/---

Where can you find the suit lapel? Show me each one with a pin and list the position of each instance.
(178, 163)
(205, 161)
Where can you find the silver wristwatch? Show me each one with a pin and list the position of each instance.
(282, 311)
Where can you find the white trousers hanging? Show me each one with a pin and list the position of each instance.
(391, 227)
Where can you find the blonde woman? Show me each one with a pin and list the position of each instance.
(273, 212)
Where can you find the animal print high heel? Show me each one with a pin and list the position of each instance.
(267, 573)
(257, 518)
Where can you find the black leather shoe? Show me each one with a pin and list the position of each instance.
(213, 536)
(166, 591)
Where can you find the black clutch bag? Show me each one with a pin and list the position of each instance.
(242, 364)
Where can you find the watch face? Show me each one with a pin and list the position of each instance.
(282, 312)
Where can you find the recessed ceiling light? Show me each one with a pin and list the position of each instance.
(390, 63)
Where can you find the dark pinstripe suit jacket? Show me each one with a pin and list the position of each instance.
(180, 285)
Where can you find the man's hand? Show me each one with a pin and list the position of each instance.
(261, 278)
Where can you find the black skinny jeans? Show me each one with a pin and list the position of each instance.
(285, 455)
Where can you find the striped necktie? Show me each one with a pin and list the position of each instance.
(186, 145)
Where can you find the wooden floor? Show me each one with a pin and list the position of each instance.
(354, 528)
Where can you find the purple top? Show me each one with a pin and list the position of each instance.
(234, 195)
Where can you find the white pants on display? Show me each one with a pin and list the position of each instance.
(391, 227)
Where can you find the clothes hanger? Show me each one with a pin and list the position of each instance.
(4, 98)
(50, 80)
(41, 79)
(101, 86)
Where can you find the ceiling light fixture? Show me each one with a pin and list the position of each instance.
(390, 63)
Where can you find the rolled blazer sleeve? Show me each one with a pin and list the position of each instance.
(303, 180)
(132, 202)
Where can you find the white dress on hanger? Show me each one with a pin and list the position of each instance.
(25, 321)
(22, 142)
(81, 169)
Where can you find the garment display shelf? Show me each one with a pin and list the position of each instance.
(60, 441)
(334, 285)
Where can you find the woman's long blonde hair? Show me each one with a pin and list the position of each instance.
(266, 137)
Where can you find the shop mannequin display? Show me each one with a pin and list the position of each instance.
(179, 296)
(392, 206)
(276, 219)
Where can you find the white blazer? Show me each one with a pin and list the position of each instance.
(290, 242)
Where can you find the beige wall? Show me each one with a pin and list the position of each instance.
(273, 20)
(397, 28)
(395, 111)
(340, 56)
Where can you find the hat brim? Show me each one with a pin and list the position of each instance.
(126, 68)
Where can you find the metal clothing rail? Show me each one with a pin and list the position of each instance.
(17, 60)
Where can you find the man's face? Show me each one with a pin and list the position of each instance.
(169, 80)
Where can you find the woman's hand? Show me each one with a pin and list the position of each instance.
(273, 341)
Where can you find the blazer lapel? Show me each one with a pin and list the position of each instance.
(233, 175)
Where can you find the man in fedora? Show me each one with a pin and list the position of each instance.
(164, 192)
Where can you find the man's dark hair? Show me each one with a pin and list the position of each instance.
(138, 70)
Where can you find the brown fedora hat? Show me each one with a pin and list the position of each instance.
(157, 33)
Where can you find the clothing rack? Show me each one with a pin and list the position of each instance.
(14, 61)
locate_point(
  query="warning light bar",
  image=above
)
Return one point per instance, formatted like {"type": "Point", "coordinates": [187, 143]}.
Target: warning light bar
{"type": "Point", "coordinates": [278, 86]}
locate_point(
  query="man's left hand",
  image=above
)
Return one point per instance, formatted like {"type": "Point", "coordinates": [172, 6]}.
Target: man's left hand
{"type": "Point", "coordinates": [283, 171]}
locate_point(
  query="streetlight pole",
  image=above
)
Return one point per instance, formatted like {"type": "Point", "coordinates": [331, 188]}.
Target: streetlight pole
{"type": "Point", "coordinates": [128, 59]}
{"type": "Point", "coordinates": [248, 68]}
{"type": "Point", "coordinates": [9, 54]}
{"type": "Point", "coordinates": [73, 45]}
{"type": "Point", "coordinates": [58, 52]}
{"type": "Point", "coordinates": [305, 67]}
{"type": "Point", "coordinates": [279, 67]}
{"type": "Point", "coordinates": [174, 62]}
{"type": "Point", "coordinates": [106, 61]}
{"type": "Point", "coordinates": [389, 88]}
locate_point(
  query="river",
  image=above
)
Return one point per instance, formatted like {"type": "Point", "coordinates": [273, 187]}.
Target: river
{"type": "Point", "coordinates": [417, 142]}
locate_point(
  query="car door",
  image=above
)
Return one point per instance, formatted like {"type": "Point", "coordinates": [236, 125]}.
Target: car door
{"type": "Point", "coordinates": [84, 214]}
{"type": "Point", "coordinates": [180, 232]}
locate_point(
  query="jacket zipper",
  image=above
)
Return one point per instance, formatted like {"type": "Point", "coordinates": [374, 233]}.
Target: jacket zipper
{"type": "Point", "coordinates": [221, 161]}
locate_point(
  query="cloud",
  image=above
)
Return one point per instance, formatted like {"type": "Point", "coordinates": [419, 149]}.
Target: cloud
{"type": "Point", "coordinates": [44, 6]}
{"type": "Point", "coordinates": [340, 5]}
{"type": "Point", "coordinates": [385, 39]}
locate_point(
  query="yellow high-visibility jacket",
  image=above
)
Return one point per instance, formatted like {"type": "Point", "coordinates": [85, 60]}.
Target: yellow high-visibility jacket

\---

** Required action **
Every entry in the listing must be retyped exactly.

** Response box **
Where can you find the suit lapel? Show me each one with a pin and list the position of each instance.
(178, 163)
(205, 161)
Where can you find the silver wristwatch? Show me each one with a pin and list the position of each instance.
(282, 311)
Where can you find the white trousers hanging? Show me each one with a pin and list the position of each instance.
(391, 227)
Where can you find the blonde woman? Show me each one with a pin and list the position of each instance.
(273, 212)
Where can you find the animal print high heel? Show me each one with a pin and list the position of each instance.
(267, 573)
(257, 518)
Where can you find the black leather shoe? Show me each one with a pin and list the position of each instance.
(213, 536)
(166, 591)
Where can you find the black clutch bag? Show me each one with a pin and list the position of each instance.
(242, 364)
Where can you find the watch face? Show me each one with a pin and list the position of each instance.
(282, 312)
Where can you find the recessed ceiling light? Show me each one with a pin and list the position of each instance.
(390, 63)
Where can you find the dark pinstripe suit jacket? Show me each one with a pin and list the position of each instance.
(180, 285)
Where can you find the man's hand? Show me each one with a pin and list the position of each instance.
(261, 278)
Where can you find the black skinny jeans? Show me each one with a pin and list the position of each instance.
(285, 455)
Where can you find the striped necktie? Show me each one with a pin and list the position of each instance.
(186, 145)
Where can you find the wooden floor? Show me each one with a pin and list the position of each instance.
(354, 528)
Where can you find the purple top? Show me each one with a pin and list the position of each instance.
(234, 195)
Where can you find the white pants on display? Show me each one with a pin and list the position of each instance.
(391, 227)
Where can you find the clothes hanger? Show me each one with a pin and list the position of each instance.
(4, 98)
(50, 80)
(41, 79)
(101, 86)
Where can you find the ceiling light fixture? Show me each one with a pin and list the position of each instance.
(390, 63)
Where can you find the rolled blazer sleeve? Show me each one with a pin and list the position of each instance.
(303, 180)
(132, 202)
Where can you find the white dress on hanger? Show me each one with a pin and list the position of each instance.
(25, 321)
(22, 142)
(81, 169)
Where can you find the garment display shelf? Show me each one with a pin and list the position of each instance.
(60, 441)
(334, 285)
Where can you find the woman's long blonde hair? Show me each one with a pin and list the position of each instance.
(266, 137)
Where can you find the shop mannequin display? Show me each one with a pin and list the position of each instance.
(179, 296)
(392, 206)
(276, 219)
Where can you find the white blazer? Show me each one with a pin and list the position of each instance.
(290, 242)
Where can you find the beige wall? Show me each one with a pin and list the position of each instance.
(273, 20)
(397, 28)
(395, 111)
(340, 56)
Where can you find the hat brim? Show me each one with a pin and list the position of each instance.
(126, 68)
Where can you find the metal clothing rail? Show me each one with a pin and list the position of each instance.
(17, 60)
Where can you find the man's face? Show me each one with a pin and list the position of each instance.
(169, 80)
Where can you find the woman's hand? Show me each one with a pin and list the position of each instance.
(273, 341)
Where can you find the blazer lapel? Show me each one with a pin and list the position of each instance.
(233, 175)
Where can you find the man in fedora? Show me each one with a pin and list the position of each instance.
(164, 192)
Where can you find the man's dark hair? Show me each one with a pin and list the position of each instance.
(138, 70)
Where can you find the brown fedora hat? Show me each one with a pin and list the position of each instance.
(157, 33)
Where can you find the clothing rack? Show me each one with a pin and list the position of each instance.
(14, 61)
locate_point(
  query="warning light bar",
  image=above
)
Return one point per instance, formatted like {"type": "Point", "coordinates": [187, 143]}.
Target: warning light bar
{"type": "Point", "coordinates": [278, 86]}
locate_point(
  query="man's left hand",
  image=above
)
Return one point per instance, formatted like {"type": "Point", "coordinates": [172, 6]}.
Target: man's left hand
{"type": "Point", "coordinates": [283, 171]}
locate_point(
  query="streetlight pole",
  image=above
)
Return one point per instance, formatted like {"type": "Point", "coordinates": [331, 188]}.
Target: streetlight pole
{"type": "Point", "coordinates": [128, 59]}
{"type": "Point", "coordinates": [248, 68]}
{"type": "Point", "coordinates": [9, 54]}
{"type": "Point", "coordinates": [73, 45]}
{"type": "Point", "coordinates": [58, 52]}
{"type": "Point", "coordinates": [305, 67]}
{"type": "Point", "coordinates": [279, 67]}
{"type": "Point", "coordinates": [174, 62]}
{"type": "Point", "coordinates": [106, 61]}
{"type": "Point", "coordinates": [389, 88]}
locate_point(
  query="river",
  image=above
)
Return one point per instance, formatted like {"type": "Point", "coordinates": [273, 187]}.
Target: river
{"type": "Point", "coordinates": [417, 142]}
locate_point(
  query="car door",
  image=above
)
Return one point per instance, formatted like {"type": "Point", "coordinates": [236, 125]}.
Target: car door
{"type": "Point", "coordinates": [84, 214]}
{"type": "Point", "coordinates": [180, 232]}
locate_point(
  query="jacket zipper",
  image=above
)
Return one point per instance, formatted like {"type": "Point", "coordinates": [374, 233]}.
Target: jacket zipper
{"type": "Point", "coordinates": [221, 161]}
locate_point(
  query="cloud",
  image=above
)
Return one point per instance, formatted like {"type": "Point", "coordinates": [419, 149]}.
Target: cloud
{"type": "Point", "coordinates": [44, 6]}
{"type": "Point", "coordinates": [340, 5]}
{"type": "Point", "coordinates": [385, 39]}
locate_point(
  query="yellow high-visibility jacket",
  image=above
)
Return one point per instance, formatted like {"type": "Point", "coordinates": [85, 60]}.
Target: yellow high-visibility jacket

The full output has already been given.